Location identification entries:
>> Begin

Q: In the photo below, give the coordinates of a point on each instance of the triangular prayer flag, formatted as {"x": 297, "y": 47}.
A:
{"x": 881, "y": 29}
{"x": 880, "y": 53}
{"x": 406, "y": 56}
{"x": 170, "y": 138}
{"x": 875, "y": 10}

>> End

### Your instructions
Retype all of the data shown above, word for word.

### The reply
Q: In the photo below, give the coordinates of a point on each instance of the triangular prayer flag, formatted as {"x": 297, "y": 47}.
A:
{"x": 881, "y": 29}
{"x": 880, "y": 53}
{"x": 406, "y": 56}
{"x": 170, "y": 138}
{"x": 875, "y": 10}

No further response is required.